**What to work on:**
[1] In the RTI passage, repeat the text from "The basis for" up to and including "in Figure 2.", switching "transmitters" to "nodes".
[2] In the RTI passage, what unit is each variable measured in?
[3] Can you translate this sentence from the RTI passage into French: "The image is obtained by combining the information from the sensors, as well as predetermined parameters."

**Selected passage:**
· · · ·

The basis for the operation of RTI systems is the use of multiple transmitters. Each sends a signal, and while transmitting, the others will measure the strength of the signal coming to them. The image is obtained by combining the information from the sensors, as well as predetermined parameters. An illustration of the RTI network is shown in Figure 2.

If all links in the network are considered simultaneously, the system of RSS equations can be described in matrix form. A linear model for RTI can take the following form [12,14,15,16,17,18,19,20,21,22,23,24]:

$$\mathsf{\Delta }\mathit{y}=\mathit{W}\mathsf{\Delta }\mathbf{x}+\mathbf{n}$$

(7)

where

$$\begin{array}{l}\mathsf{\Delta }\mathit{y}={\left[\mathsf{\Delta }{y}_1,\mathsf{\Delta }{y}_2,\dots ,\mathsf{\Delta }{y}_M\right]}^T\\ \mathsf{\Delta }\mathit{x}={\left[\mathsf{\Delta }{x}_1,\mathsf{\Delta }{x}_2,\dots ,\mathsf{\Delta }{x}_N\right]}^T\\ \mathbf{n}={\left[n_1,n_2,\dots ,n_M\right]}^T\\ \hspace{1em}\hspace{1em}{\left[\mathit{W}\right]}_{i,j}=w_{ij}\end{array}$$

In summary, $\mathsf{\Delta }\mathit{y}$ is the RSS difference measurement vector of length M for all links, n is the noise vector, and $\mathsf{\Delta }\mathit{x}$ is the attenuation image to be estimated. W is an M × N weighting matrix where each column represents a single voxel and each row describes the weight of each voxel for that particular link. Each variable is measured in decibels (dB).

· · · ·

**Stored data:**

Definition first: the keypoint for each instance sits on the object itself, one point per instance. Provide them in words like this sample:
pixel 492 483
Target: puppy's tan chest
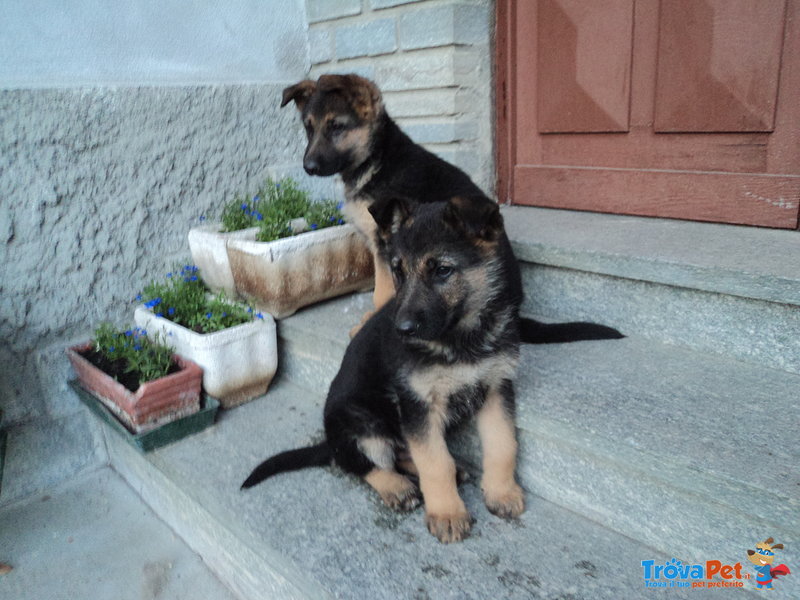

· · · ·

**Correct answers:**
[1]
The basis for the operation of RTI systems is the use of multiple nodes. Each sends a signal, and while transmitting, the others will measure the strength of the signal coming to them. The image is obtained by combining the information from the sensors, as well as predetermined parameters. An illustration of the RTI network is shown in Figure 2.

[2] Decibels (dB).

[3] L'image est obtenue en combinant les informations provenant des capteurs, ainsi que des paramètres prédéterminés.